[SEZIONE DEL DOCUMENTO]
#####
Pubblicato il 8 settembre 2012 da Luca Lardieri

VOTO:

L'uomo che ride

Jean-Pierre Améris torna alla regia a due anni di distanza dal successo mondiale di Emotivi anonimi, sua prima commedia dopo ben sei film drammatici, con un adattamento del romanzo di Victor Hugo L’uomo che ride. Ritorno piuttosto interessante visto che realizza un film a metà strada tra classico in costume e fantasy alla Tim Burton. Le scenografie, bellissime e completamente ricostruite in teatri di posa, si fondono e diventano uno dei personaggi principali del lungometraggio che tra poesia e surrealismo trasporta lo spettatore all’interno di un mondo altro che ci racconta di amore e di miseria, di destino avverso, coraggio e ambiguità.

Gwynplaine, bambino sfigurato in volto e costretto a vivere con una cicatrice lungo la bocca che ricorda un ghigno satanico, incontra prima una povera bambina cieca, Dea, e poi un saltimbanco di nome Ursus. Quest’ultimo li adotta e li porta in giro con sè scrivendo e mettendo in scena storie d’amore che riguardano il giovane Gwynplaine, il suo ghigno e il sentimento che a poco a poco nasce tra lui e Dea. Passano gli anni e i loro spettacoli diventano talmente famosi che attirano l’interesse della Duchessa, la quale si invaghirà del giovane ragazzo e porterà alla luce un’incredibile verità.
Un film ben scritto, poetico e che non ha alcuna pretesa se non quella di intrattenere il pubblico con un prodotto di qualità. Nel corso del film verranno alla luce diverse metafore e discorsi che rimandano alla crisi del mondo contemporaneo in cui la ricchezza di pochi determina la povertà ed il malessere di molte persone, mettendo in risalto la genialità e la lungimiranza di Victor Hugo e del suo romanzo, pubblicato nell’aprile del 1869. Améris è abile nel conniugare vari stili, dal dramma alla commedia passando per il fantasy, facendo risaltare le proprie grandissime abilità di narratore e un percorso artistico di valore assoluto che lo stanno portando verso una maturazione tale da renderlo uno degli autori cinepop più interessanti del panorama europeo. La riduzione cinematografica di uno dei libri più belli di Hugo e tra i più ricchi di stili differenti che spaziano dalla poesia alla filosofia fino a giungere al teatro non annoia e convince. Il regista transalpino si muove con destrezza e senza forzature tra i vari registri senza mai appesantire la narrazione e appagando anche l’occhio dello spettatore con una estetica sopraffina. Trasporre quest’opera in appena 95’ di film non era compito facile e le varie, inevitabili omissioni, non tradiscono il senso finale dell’opera che ci mostra una sorta di happy ending camuffato assai complesso da rispettare in maniera rigorosa. Jean-Pierre Améris c’è riuscito pienamente. Bellissima poi per scenografie, costumi, fotografia e scelta delle inquadrature la scena del discorso di Gwynplaine alla camera dei lord, climax e fulcro attorno al quale gira tutto il film.
#####
[COMPITO SCRITTO] Riproduci fedelmente il passo della recensione del film compreso tra "Gwynplaine, bambino sfigurato" e "luce un’incredibile verità.", estremi inclusi.

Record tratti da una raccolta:
#####
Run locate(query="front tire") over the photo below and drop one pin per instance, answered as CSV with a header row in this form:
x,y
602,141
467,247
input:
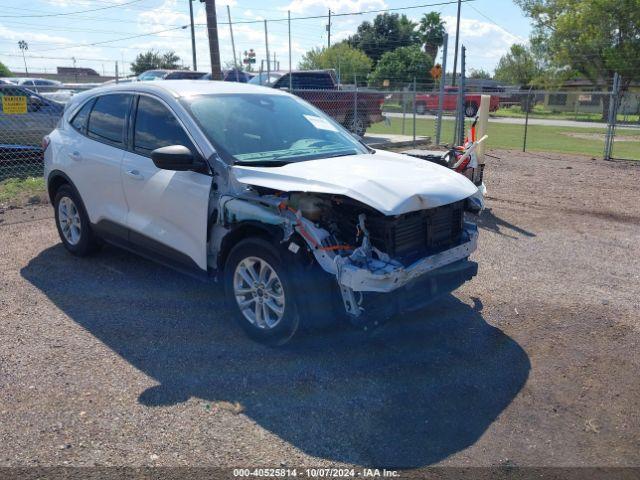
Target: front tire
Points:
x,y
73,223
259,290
#####
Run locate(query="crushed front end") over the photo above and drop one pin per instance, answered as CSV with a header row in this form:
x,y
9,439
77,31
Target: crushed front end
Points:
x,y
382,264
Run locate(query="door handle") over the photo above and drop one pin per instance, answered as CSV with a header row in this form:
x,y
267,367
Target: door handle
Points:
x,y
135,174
#####
[RISPOSTA SEGUENTE]
Gwynplaine, bambino sfigurato in volto e costretto a vivere con una cicatrice lungo la bocca che ricorda un ghigno satanico, incontra prima una povera bambina cieca, Dea, e poi un saltimbanco di nome Ursus. Quest’ultimo li adotta e li porta in giro con sè scrivendo e mettendo in scena storie d’amore che riguardano il giovane Gwynplaine, il suo ghigno e il sentimento che a poco a poco nasce tra lui e Dea. Passano gli anni e i loro spettacoli diventano talmente famosi che attirano l’interesse della Duchessa, la quale si invaghirà del giovane ragazzo e porterà alla luce un’incredibile verità.